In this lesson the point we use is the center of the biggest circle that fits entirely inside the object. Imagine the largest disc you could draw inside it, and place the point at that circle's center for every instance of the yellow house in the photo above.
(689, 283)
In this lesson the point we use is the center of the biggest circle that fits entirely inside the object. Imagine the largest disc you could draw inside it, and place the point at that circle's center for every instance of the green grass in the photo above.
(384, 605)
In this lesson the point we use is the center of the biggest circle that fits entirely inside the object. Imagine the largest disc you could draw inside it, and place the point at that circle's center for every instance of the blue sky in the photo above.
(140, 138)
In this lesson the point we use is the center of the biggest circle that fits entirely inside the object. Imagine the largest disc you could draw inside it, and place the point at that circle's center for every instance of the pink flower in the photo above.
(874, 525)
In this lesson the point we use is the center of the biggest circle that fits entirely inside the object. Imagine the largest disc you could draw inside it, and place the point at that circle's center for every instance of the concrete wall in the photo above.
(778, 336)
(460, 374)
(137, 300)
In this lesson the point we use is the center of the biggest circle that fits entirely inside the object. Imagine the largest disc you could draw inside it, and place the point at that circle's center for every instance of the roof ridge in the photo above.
____
[What is required] Copy out the whole listing exactly as written.

[Written solution]
In this lesson the point we use is the center of the biggest circle that fits entirely inside the object. Imagine the largest disc you could draw inside it, and place the point at that circle's center for every instance of the yellow house in the photo above.
(689, 283)
In this lesson the point we use is the center of the biggest circle that fits entirely inside the object. Imagine the largest disc you could draw inside it, and place the point at that circle's center for every instance of the green grass in the photo above.
(384, 605)
In this lesson the point we use is the center of the biggest circle that fits entirely inside the object. Imagine the largest disc you could draw inside it, and place the point at that circle's center for every instance of the blue sky in the photo above.
(140, 138)
In this lesson the point we use is the center of the biggest circle that fits entirely inside the object. Imagine the largest disc you could draw inside it, and place the point at that circle's center for every instance of the pink flower in the photo above.
(874, 525)
In this lesson the point we use is the center of the biggest circle that fits entirely inside the object. Imagine the largest disc you could draw inside it, and place the point at that circle's center for every instance of the concrete wall in the photo above.
(778, 336)
(460, 374)
(137, 300)
In this lesson the point we use is the center of the biggest circle that fits entirely inside the object. Imagine the largest disc you could draw inside it, and place the point at that circle's center for every instance of the roof ridge in the photo above.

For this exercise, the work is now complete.